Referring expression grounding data
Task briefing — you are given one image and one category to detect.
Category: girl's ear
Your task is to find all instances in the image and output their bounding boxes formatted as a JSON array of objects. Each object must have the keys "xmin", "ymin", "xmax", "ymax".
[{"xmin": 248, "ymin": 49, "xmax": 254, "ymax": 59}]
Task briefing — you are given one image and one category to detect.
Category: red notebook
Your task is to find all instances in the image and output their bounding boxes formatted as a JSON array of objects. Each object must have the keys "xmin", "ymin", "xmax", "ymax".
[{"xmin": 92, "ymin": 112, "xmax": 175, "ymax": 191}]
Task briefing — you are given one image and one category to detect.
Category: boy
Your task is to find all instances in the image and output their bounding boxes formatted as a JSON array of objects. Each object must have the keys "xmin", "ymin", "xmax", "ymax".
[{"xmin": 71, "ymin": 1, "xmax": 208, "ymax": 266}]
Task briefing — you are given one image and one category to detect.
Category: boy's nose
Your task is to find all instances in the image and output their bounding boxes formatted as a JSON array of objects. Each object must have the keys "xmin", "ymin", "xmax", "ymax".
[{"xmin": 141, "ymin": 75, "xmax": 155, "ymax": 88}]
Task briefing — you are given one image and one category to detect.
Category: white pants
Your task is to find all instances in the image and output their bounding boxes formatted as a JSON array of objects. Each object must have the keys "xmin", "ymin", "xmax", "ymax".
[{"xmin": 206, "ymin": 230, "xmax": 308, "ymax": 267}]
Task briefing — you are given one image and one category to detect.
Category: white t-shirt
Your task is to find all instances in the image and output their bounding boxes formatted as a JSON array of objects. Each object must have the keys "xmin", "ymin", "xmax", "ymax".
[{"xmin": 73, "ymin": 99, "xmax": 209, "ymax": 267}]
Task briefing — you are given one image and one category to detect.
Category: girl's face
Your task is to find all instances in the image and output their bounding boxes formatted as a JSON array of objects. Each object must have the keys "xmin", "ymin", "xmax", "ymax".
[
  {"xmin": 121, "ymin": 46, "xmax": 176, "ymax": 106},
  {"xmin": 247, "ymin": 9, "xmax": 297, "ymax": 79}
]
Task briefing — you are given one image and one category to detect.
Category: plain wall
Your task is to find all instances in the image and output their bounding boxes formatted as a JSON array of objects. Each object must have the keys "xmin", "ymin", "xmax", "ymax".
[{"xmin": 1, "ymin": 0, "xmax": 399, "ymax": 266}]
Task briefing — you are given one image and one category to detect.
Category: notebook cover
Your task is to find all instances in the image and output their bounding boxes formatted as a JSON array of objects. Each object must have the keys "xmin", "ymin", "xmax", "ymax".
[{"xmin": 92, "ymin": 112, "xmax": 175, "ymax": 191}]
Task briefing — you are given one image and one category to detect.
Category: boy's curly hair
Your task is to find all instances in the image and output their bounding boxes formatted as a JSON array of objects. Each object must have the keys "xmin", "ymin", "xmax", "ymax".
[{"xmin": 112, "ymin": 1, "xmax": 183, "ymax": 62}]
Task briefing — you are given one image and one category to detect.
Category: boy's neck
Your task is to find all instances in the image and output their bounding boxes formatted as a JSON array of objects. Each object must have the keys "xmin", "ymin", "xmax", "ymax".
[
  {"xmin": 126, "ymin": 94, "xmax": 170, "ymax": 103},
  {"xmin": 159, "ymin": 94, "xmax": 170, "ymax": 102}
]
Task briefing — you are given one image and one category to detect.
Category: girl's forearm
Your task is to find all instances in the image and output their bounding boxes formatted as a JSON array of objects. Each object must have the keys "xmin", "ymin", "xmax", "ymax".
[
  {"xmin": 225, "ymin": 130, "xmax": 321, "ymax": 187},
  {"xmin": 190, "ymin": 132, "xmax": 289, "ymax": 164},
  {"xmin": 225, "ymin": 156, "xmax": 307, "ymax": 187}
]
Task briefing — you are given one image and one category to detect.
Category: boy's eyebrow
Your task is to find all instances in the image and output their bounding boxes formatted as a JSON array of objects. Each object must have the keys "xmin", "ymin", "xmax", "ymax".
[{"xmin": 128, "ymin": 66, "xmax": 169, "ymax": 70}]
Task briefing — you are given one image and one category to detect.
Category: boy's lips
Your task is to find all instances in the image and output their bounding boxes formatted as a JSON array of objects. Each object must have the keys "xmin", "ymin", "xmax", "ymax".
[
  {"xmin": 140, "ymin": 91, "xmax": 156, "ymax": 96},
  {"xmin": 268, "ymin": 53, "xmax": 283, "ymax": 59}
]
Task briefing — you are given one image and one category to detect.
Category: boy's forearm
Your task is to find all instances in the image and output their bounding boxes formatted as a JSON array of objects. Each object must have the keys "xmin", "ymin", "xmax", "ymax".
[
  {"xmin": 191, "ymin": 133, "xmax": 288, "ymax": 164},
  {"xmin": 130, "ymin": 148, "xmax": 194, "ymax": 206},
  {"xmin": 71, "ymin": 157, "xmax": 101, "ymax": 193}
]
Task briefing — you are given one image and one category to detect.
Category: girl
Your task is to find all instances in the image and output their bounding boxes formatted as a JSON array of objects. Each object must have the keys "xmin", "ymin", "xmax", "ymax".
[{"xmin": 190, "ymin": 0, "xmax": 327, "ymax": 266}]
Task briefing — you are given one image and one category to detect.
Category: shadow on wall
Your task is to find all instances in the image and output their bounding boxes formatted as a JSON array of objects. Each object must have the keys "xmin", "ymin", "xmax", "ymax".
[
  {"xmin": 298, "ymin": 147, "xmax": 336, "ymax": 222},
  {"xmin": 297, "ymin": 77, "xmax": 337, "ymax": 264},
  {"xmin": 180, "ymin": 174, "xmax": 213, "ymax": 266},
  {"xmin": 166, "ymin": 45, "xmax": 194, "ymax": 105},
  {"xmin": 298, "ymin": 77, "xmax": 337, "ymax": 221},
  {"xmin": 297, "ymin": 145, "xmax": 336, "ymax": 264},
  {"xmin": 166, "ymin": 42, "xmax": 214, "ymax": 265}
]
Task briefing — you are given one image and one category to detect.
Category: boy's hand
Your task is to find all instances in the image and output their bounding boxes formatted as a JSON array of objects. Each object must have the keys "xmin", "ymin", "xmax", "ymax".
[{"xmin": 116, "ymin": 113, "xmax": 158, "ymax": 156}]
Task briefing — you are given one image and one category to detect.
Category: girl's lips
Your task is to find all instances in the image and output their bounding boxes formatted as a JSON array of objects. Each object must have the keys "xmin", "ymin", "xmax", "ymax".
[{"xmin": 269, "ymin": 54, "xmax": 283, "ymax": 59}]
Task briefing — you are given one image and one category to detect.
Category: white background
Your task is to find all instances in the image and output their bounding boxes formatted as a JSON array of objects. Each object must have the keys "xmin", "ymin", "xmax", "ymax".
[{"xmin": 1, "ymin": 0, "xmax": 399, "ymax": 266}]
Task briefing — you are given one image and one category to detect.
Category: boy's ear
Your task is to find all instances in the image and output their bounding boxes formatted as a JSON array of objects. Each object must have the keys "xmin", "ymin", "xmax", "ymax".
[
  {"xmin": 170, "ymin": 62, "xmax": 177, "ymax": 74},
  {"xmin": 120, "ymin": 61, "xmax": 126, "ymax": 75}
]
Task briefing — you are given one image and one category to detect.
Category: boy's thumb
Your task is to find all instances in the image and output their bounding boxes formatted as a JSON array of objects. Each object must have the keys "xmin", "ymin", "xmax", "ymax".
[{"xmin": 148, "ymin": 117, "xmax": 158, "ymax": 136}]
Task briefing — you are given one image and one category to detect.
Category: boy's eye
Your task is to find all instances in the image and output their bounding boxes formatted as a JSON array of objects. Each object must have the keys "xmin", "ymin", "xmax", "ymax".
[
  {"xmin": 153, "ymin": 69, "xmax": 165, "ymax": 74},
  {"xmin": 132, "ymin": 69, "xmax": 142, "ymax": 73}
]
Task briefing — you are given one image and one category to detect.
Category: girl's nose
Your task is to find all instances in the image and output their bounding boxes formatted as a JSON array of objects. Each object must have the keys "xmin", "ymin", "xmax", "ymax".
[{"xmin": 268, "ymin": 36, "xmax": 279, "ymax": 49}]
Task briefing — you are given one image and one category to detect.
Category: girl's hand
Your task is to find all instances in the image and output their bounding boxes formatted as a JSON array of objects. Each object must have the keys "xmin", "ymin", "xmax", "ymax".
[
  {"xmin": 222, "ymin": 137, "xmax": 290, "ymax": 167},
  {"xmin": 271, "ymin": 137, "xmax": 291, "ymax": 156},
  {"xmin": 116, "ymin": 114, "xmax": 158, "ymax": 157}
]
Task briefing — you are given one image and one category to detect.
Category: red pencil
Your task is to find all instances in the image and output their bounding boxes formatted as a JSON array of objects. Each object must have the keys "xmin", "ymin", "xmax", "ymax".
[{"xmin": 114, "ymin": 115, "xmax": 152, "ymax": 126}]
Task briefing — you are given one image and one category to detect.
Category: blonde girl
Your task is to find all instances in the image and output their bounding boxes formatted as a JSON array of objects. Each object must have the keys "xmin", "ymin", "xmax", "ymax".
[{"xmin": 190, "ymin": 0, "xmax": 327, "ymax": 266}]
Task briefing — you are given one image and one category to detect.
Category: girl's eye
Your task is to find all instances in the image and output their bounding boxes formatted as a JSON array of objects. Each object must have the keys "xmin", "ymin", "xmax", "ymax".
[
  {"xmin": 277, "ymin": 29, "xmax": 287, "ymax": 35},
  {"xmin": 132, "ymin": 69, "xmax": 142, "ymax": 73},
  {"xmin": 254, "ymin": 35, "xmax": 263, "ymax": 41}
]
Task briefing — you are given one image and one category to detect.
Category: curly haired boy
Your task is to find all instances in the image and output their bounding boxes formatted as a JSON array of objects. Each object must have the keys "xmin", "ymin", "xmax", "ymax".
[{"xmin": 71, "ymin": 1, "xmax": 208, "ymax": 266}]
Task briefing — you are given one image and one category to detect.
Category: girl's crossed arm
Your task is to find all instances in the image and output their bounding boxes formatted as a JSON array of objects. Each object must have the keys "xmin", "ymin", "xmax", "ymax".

# [BRIEF]
The answer must consist of each line from the data that includes the string "white".

# [FINAL ANSWER]
Category: white pants
Category: white t-shirt
Category: white background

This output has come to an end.